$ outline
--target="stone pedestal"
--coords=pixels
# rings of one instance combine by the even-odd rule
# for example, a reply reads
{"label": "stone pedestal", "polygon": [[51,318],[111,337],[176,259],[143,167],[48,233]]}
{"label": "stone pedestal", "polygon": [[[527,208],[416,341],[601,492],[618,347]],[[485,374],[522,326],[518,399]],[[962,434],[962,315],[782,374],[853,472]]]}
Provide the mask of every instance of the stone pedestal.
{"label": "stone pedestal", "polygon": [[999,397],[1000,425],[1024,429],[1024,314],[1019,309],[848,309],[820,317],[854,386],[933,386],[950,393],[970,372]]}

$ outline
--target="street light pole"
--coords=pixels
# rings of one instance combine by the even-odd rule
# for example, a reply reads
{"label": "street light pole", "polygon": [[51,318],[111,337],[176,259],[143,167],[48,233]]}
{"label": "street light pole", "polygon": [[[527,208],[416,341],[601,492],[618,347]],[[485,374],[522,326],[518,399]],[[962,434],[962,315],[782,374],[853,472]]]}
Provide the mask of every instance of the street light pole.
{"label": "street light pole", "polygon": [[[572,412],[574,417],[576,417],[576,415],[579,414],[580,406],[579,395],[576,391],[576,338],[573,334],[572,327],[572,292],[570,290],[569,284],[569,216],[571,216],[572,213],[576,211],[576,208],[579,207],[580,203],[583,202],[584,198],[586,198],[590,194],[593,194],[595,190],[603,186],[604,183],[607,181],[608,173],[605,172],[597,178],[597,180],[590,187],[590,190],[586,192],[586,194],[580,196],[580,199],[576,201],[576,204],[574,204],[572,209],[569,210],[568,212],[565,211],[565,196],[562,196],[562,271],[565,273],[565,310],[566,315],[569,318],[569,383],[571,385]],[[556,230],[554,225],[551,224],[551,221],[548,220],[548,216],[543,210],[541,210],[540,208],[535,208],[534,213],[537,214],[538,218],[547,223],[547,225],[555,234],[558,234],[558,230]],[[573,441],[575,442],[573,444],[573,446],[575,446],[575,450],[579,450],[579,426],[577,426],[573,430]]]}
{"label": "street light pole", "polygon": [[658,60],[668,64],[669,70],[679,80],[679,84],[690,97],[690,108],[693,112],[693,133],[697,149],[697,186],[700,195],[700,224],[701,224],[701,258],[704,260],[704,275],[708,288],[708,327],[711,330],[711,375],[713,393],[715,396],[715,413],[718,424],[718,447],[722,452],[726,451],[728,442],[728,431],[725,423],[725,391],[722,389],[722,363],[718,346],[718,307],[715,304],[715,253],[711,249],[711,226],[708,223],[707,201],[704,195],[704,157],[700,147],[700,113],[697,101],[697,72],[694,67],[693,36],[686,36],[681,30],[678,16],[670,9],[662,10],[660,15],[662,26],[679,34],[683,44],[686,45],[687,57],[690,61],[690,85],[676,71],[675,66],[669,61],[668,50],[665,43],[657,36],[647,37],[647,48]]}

• • • •

— WHAT THE TASK ASKS —
Would you please write out the entries again exactly?

— ANSWER SPACE —
$ outline
--target="stone pedestal"
--coords=pixels
# rings of one instance combine by the even-odd rule
# for example, a reply reads
{"label": "stone pedestal", "polygon": [[51,318],[111,337],[176,259],[143,167],[48,233]]}
{"label": "stone pedestal", "polygon": [[[527,208],[416,341],[601,492],[618,347]],[[485,374],[522,326],[518,399]],[[962,434],[962,315],[782,374],[853,472]]]}
Provide the mask of every instance of the stone pedestal.
{"label": "stone pedestal", "polygon": [[999,397],[1000,425],[1024,429],[1024,314],[1019,309],[848,309],[820,317],[854,386],[933,386],[950,393],[970,372]]}

$ outline
--target="street light pole"
--coords=pixels
# rings of one instance combine by the even-odd rule
# for example, a reply reads
{"label": "street light pole", "polygon": [[51,318],[111,337],[176,259],[143,167],[48,233]]}
{"label": "street light pole", "polygon": [[[527,208],[416,341],[601,492],[618,347]],[[485,374],[522,326],[518,399]],[[962,434],[962,315],[782,374],[853,472]]]}
Provide the mask of every instance of the street light pole.
{"label": "street light pole", "polygon": [[[572,412],[574,417],[576,417],[576,415],[579,414],[580,406],[579,395],[576,391],[576,338],[573,334],[572,327],[572,292],[570,290],[569,284],[569,216],[571,216],[572,213],[576,211],[576,208],[579,207],[580,203],[583,202],[584,198],[586,198],[590,194],[593,194],[595,190],[603,186],[604,183],[607,181],[608,173],[605,172],[597,178],[597,180],[590,187],[590,190],[586,192],[586,194],[580,196],[580,199],[576,201],[576,204],[574,204],[572,209],[569,210],[568,212],[565,211],[565,196],[562,196],[562,271],[565,273],[565,310],[566,315],[569,318],[569,383],[571,385]],[[556,230],[554,225],[551,224],[551,221],[548,220],[548,216],[543,210],[541,210],[540,208],[535,208],[534,213],[537,214],[538,218],[547,223],[547,225],[555,234],[558,234],[558,230]],[[573,441],[575,442],[573,444],[573,446],[575,446],[575,450],[579,450],[579,426],[577,426],[573,430]]]}
{"label": "street light pole", "polygon": [[658,60],[668,64],[669,70],[679,80],[679,84],[690,97],[690,108],[693,112],[693,133],[697,149],[697,186],[700,195],[700,224],[701,224],[701,258],[704,260],[704,275],[708,288],[708,327],[711,330],[711,375],[713,393],[715,396],[715,413],[718,424],[718,447],[722,452],[726,451],[728,442],[728,431],[725,423],[725,391],[722,389],[722,363],[718,346],[718,307],[715,304],[715,253],[711,249],[711,226],[708,223],[707,201],[704,195],[704,157],[700,147],[700,113],[697,101],[697,72],[694,67],[693,36],[686,36],[681,30],[678,16],[670,9],[662,10],[660,15],[662,26],[679,34],[683,44],[686,45],[687,57],[690,61],[690,85],[676,71],[675,66],[669,61],[668,50],[665,43],[657,36],[647,37],[647,48]]}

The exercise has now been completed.